[Data for this task]
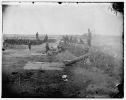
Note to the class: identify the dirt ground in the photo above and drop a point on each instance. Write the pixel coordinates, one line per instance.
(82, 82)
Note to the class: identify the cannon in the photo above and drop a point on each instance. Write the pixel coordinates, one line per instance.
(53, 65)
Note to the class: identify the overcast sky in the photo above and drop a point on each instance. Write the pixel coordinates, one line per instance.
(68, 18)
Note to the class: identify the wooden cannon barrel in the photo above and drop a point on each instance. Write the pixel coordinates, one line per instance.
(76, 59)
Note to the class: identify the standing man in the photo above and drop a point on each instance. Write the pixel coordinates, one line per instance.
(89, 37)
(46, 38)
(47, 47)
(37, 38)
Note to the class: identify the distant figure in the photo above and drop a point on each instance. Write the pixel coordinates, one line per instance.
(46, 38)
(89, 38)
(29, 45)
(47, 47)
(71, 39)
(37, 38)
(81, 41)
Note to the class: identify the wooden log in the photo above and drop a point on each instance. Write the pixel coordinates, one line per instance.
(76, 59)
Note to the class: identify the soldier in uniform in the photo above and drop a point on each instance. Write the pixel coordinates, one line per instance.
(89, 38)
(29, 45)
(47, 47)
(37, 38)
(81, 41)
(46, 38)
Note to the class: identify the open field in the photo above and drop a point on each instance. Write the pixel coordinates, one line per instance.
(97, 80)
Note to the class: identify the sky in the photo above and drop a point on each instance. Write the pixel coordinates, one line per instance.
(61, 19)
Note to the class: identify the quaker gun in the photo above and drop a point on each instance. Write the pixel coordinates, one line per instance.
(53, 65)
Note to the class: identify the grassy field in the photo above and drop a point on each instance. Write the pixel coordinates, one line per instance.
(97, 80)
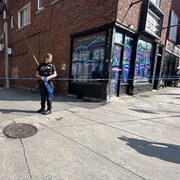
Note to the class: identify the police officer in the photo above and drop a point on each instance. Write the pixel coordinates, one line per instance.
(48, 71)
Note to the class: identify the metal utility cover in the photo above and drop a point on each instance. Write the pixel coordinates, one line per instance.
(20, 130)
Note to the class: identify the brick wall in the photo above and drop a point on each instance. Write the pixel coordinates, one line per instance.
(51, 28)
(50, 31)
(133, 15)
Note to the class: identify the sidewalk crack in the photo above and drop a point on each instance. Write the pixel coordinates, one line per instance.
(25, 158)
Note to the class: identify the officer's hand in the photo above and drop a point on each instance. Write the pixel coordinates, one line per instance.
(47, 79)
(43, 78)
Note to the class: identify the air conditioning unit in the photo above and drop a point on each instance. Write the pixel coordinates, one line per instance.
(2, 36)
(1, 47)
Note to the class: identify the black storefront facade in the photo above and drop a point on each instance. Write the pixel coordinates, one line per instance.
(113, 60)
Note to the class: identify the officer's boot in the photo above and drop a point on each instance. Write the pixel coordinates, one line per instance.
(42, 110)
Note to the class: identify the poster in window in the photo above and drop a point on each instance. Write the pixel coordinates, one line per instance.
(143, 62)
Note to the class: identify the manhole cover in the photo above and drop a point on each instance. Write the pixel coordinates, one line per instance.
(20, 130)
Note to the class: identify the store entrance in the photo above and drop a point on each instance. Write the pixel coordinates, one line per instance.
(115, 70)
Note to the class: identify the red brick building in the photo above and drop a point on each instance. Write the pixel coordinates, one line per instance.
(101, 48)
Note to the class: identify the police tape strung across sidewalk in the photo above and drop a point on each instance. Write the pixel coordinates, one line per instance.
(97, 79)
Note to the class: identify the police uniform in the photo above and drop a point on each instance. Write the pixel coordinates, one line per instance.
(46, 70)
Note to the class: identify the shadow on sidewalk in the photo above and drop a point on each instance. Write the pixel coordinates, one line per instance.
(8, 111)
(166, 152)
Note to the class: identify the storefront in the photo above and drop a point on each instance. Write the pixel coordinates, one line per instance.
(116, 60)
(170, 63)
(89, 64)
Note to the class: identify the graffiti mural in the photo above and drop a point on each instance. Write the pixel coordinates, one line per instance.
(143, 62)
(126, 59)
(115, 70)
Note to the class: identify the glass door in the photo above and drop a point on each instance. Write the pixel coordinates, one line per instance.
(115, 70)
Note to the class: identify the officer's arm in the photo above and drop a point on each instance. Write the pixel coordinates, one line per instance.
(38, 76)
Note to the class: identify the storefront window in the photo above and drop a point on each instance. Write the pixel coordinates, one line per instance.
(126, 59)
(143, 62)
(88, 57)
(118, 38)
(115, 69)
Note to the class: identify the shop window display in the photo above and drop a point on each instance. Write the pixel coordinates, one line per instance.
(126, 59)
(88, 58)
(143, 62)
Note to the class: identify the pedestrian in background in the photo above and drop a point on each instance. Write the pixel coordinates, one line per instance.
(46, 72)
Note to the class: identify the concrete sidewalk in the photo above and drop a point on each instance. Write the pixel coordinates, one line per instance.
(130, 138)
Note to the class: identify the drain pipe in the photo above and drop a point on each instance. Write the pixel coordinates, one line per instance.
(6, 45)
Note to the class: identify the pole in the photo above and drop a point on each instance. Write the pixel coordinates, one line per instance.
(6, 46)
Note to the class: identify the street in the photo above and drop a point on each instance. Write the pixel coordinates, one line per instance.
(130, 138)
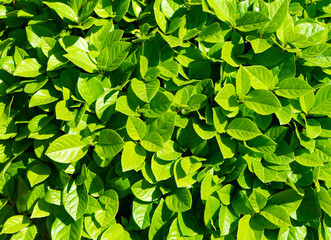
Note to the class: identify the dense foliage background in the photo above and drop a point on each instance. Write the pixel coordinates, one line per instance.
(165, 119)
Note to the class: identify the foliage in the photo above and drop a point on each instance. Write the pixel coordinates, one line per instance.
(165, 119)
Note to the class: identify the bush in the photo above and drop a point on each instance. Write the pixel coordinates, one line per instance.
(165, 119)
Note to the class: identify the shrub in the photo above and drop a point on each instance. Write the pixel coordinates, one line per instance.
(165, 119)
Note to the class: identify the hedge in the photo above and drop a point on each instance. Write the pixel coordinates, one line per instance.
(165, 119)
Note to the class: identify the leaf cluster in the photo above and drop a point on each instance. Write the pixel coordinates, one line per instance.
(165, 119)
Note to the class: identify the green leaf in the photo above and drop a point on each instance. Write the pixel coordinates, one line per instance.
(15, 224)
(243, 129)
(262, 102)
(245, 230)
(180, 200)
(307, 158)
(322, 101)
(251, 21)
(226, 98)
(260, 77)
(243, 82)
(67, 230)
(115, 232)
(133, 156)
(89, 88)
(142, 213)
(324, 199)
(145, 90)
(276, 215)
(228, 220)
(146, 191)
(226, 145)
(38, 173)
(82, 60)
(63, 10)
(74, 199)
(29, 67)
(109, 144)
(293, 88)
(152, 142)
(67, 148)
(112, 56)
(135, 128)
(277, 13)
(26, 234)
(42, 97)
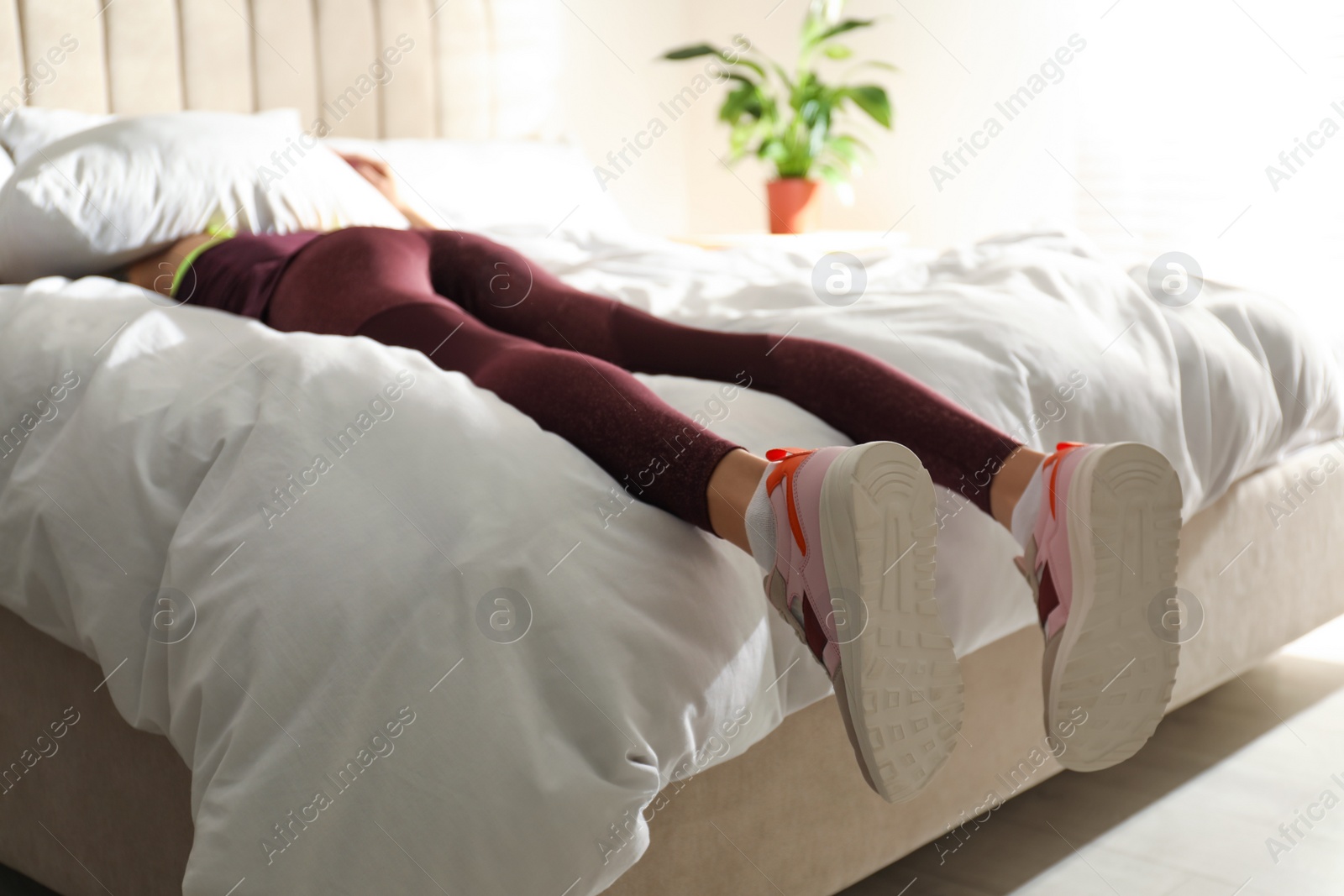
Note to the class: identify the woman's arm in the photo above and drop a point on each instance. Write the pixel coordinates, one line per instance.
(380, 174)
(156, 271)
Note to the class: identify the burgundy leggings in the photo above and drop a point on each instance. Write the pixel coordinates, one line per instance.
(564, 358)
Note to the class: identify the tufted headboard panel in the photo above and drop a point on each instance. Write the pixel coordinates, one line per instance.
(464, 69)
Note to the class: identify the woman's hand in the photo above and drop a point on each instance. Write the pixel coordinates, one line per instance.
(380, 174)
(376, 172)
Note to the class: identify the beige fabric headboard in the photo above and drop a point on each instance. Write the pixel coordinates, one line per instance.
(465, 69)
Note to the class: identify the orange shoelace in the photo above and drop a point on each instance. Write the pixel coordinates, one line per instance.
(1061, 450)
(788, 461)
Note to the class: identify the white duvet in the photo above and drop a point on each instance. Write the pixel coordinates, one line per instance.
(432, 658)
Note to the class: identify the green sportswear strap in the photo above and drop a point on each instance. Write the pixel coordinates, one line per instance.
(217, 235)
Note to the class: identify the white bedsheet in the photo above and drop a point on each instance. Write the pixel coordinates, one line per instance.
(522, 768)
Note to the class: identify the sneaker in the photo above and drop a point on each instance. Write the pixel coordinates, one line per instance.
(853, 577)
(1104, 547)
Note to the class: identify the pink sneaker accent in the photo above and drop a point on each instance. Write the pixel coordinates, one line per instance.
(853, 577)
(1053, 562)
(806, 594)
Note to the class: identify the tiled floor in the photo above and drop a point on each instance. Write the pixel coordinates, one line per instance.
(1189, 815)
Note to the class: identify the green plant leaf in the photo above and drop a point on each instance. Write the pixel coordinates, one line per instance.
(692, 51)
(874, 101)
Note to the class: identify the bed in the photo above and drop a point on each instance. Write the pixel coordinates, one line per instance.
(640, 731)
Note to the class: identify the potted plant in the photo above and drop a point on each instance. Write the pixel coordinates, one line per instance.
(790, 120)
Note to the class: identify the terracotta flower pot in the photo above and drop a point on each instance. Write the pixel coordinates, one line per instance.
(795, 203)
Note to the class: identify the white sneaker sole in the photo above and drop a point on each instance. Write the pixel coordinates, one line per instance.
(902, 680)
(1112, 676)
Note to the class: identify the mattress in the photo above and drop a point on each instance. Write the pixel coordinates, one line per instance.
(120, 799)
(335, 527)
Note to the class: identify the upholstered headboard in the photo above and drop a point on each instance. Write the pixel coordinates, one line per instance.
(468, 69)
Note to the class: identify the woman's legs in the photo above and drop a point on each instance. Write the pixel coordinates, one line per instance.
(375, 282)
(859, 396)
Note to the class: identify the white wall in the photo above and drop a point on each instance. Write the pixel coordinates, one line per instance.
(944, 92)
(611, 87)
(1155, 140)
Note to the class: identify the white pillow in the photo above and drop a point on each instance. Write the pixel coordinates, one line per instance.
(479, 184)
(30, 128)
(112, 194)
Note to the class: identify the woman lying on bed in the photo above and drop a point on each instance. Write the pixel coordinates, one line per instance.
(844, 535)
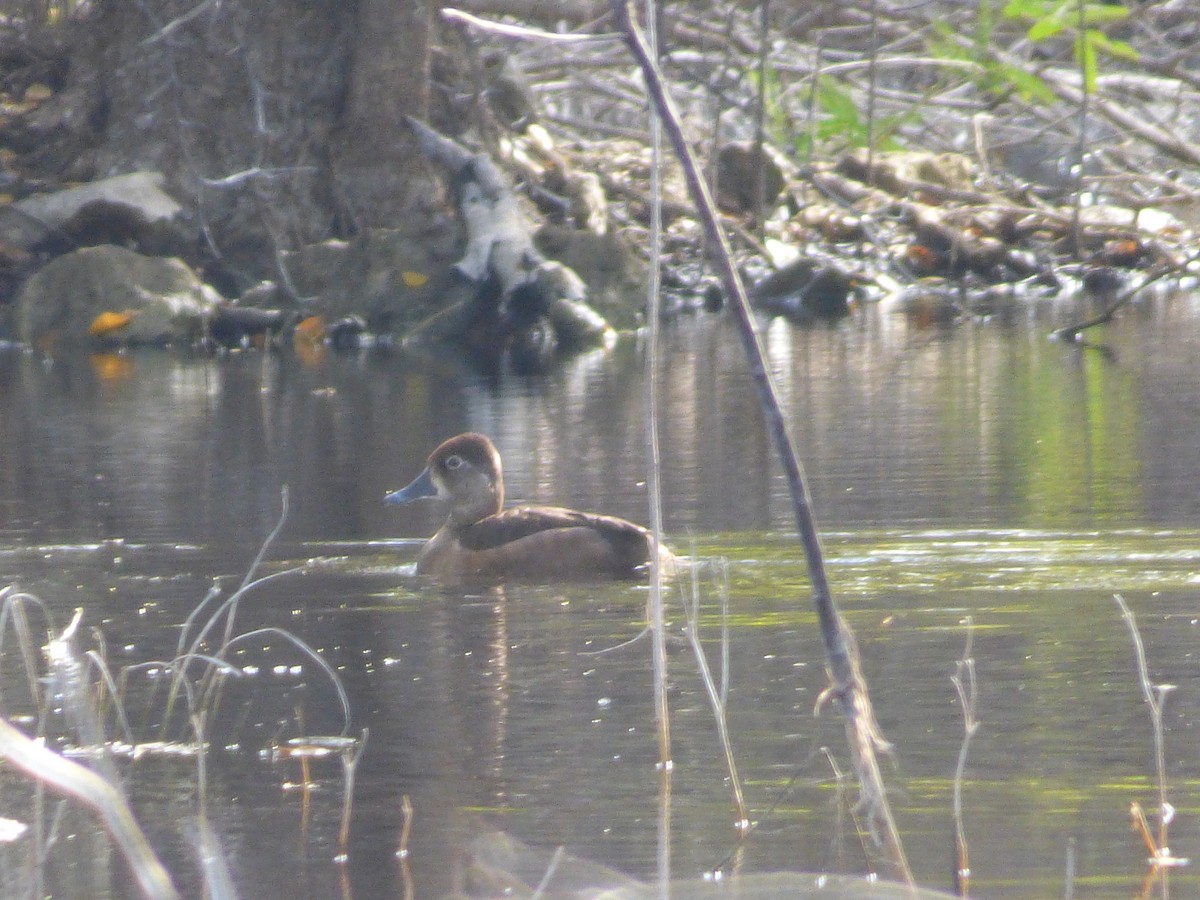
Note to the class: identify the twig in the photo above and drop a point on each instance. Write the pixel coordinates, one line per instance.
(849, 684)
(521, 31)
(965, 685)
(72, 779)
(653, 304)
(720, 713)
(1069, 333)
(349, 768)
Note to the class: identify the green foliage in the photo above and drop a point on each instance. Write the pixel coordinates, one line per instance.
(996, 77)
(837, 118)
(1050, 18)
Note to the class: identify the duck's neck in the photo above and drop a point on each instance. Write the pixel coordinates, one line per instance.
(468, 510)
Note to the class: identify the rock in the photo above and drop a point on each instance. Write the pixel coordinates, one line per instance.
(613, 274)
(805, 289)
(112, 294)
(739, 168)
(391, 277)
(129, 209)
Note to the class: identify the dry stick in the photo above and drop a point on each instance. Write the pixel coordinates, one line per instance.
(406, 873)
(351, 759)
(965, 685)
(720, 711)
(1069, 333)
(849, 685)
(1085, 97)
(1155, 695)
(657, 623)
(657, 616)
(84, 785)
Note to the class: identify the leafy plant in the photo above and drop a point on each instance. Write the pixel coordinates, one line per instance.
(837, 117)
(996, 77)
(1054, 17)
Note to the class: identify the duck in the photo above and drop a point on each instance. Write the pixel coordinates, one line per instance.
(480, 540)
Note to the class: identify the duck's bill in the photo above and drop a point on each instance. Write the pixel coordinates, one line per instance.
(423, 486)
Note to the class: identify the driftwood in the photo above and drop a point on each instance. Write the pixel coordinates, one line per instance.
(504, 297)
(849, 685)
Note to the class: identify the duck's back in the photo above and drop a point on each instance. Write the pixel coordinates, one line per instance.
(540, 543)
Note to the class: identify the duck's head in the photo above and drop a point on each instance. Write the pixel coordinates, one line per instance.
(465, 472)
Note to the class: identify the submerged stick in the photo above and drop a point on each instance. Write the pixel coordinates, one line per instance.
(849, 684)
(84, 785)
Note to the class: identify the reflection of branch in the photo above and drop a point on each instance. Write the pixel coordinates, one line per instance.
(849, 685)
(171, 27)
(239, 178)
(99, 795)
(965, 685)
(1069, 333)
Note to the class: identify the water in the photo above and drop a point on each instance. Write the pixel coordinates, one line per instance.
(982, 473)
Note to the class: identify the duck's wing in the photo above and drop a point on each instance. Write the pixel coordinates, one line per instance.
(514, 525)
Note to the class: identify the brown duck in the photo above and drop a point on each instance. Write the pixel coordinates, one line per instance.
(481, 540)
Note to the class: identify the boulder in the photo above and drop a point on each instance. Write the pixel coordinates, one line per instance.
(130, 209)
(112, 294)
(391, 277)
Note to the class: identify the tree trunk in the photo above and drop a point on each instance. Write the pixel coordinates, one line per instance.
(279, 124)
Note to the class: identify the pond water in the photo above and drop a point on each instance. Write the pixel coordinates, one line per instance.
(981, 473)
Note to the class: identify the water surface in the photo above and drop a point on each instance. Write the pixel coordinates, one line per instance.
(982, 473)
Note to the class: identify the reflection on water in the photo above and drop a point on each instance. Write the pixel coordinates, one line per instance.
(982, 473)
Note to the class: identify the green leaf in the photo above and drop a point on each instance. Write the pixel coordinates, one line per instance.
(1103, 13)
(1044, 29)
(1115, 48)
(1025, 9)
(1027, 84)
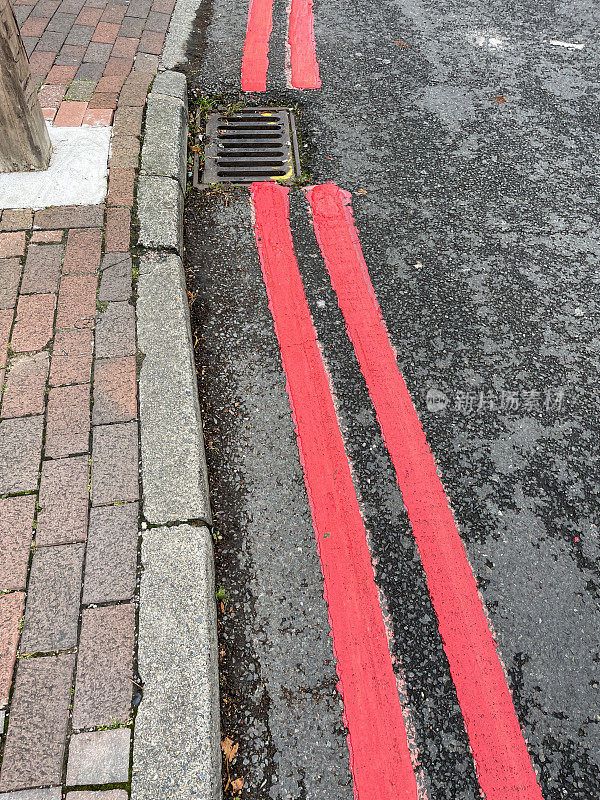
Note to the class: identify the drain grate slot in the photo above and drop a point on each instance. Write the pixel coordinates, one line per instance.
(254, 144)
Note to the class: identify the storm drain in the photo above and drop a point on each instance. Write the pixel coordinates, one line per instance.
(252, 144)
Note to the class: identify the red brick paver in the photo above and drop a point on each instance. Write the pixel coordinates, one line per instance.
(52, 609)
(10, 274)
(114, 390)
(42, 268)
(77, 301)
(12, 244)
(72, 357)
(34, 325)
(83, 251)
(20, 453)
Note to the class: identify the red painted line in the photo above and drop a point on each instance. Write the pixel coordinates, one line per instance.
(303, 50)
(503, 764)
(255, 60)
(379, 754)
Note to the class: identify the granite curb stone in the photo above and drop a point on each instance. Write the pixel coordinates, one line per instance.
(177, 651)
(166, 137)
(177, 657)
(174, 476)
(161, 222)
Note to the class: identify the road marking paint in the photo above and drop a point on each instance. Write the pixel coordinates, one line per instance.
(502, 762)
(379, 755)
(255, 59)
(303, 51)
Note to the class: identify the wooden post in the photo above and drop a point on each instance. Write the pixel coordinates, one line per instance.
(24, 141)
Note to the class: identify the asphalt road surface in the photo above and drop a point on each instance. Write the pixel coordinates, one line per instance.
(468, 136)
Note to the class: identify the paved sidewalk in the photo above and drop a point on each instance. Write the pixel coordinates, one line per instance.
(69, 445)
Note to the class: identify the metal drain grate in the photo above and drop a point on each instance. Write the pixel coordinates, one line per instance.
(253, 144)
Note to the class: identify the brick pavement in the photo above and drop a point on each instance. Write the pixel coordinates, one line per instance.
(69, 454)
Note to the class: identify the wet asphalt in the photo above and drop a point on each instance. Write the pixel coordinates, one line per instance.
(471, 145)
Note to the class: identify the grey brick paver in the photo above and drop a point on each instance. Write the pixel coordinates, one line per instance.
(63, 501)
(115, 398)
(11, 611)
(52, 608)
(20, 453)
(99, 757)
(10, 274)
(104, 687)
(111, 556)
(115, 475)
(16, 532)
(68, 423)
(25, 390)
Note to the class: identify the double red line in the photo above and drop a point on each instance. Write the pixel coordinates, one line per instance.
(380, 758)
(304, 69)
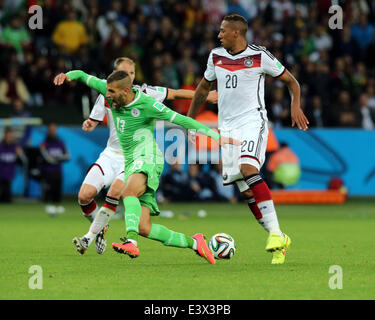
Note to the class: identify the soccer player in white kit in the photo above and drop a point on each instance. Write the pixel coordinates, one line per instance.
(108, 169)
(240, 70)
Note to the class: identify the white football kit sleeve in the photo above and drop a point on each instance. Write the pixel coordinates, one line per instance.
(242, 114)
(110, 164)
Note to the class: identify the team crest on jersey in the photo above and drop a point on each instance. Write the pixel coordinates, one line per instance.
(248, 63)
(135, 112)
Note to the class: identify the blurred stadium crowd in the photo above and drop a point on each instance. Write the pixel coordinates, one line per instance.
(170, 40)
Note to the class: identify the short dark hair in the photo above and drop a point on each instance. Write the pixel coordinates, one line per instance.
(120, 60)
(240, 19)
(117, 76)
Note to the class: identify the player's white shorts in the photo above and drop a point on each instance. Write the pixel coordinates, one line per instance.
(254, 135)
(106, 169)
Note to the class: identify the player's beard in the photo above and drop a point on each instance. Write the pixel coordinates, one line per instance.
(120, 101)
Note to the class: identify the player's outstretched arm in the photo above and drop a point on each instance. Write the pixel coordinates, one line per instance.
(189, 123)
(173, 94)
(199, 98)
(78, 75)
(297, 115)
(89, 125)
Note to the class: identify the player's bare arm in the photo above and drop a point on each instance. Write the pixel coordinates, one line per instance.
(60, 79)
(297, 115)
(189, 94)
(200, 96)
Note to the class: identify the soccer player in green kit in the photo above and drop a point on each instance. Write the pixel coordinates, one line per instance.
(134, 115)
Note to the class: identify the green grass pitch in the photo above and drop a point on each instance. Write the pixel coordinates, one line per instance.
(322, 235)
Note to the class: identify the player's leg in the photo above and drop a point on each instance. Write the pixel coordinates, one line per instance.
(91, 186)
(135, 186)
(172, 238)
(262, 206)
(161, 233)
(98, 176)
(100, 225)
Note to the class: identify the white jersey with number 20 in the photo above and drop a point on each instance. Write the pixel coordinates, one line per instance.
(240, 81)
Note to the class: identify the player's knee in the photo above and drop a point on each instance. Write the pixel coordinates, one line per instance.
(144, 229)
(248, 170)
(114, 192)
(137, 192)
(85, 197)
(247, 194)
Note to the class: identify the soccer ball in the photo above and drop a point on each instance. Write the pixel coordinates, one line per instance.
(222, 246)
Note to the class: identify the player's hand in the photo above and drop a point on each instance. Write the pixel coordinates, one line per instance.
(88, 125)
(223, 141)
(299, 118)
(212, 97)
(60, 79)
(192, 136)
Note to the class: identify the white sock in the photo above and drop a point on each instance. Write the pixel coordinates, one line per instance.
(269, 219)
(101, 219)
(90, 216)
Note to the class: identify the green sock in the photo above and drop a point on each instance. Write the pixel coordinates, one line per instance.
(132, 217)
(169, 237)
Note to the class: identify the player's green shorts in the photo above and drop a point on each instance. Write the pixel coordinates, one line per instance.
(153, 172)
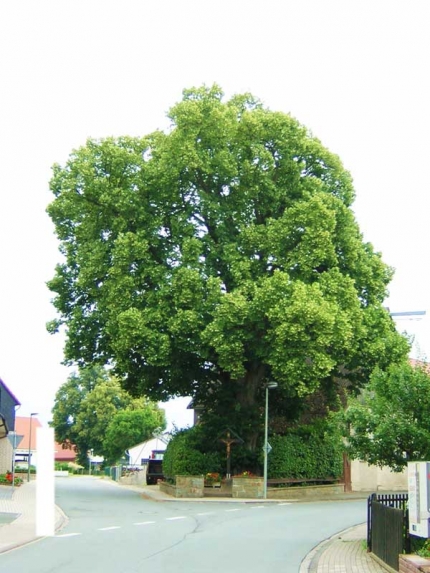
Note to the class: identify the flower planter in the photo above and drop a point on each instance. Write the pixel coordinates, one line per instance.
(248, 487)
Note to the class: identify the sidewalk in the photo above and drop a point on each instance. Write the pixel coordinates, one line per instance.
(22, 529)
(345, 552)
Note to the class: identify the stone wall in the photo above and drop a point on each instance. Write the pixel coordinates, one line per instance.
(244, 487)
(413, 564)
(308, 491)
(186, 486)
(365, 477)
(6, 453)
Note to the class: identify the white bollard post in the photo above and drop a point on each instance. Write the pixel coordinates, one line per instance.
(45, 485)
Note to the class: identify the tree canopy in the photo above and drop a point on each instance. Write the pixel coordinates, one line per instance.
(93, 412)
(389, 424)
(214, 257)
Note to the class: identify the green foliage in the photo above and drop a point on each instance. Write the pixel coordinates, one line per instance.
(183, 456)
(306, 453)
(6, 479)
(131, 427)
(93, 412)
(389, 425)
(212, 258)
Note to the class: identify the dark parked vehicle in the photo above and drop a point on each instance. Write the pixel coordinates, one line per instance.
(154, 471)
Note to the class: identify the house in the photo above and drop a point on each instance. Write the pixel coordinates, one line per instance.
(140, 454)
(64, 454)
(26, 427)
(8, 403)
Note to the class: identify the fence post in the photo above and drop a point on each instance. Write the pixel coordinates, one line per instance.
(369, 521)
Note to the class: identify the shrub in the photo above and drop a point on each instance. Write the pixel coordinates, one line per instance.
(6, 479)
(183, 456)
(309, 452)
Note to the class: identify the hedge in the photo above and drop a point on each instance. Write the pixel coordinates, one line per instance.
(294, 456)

[To be done]
Rescale the data between the lines holding "Note to the class: identify the bed" and "(1155, 140)", inclusive. Rewrite every line in that span in full, leaving the text unchanged and multiplying each x and y coordinate by 0.45, rounded to whole numbers with halves rounded up.

[Answer to the task]
Note to the class: identify the bed in the photo above and drop a point on each instance. Write the pixel coordinates, one line per instance.
(288, 329)
Note to the class: identify the potted plant in the photo above and drop a point on each instance. Write the pixel coordinates, one line per instance.
(356, 54)
Note to the class: identify the terracotta flower pot in the photo above and drop a point on each instance. Write the pixel coordinates, one line per instance.
(358, 91)
Note to the class: identify the white sneaker sole in the photo above and drop a point on each instance. Write the pixel coordinates, one line per instance.
(406, 306)
(500, 304)
Note to the class: identify the mattress in the photo above and drop a point on each instance. Write the pixel coordinates, one line per instance.
(54, 360)
(151, 237)
Note to the class: identify the upholstered headboard in the photo above and drop a point on each instance. Write the pixel coordinates, one line per instance.
(211, 31)
Note to the class: identify the woman's legs in the photo above and drop a point on each instance. Write the pixel coordinates, one line per instance.
(169, 127)
(387, 178)
Note to the class: identify the white wall in the photo above and drop a point on each instance. Write the pixel coordinates, one line per instance.
(425, 41)
(275, 39)
(520, 63)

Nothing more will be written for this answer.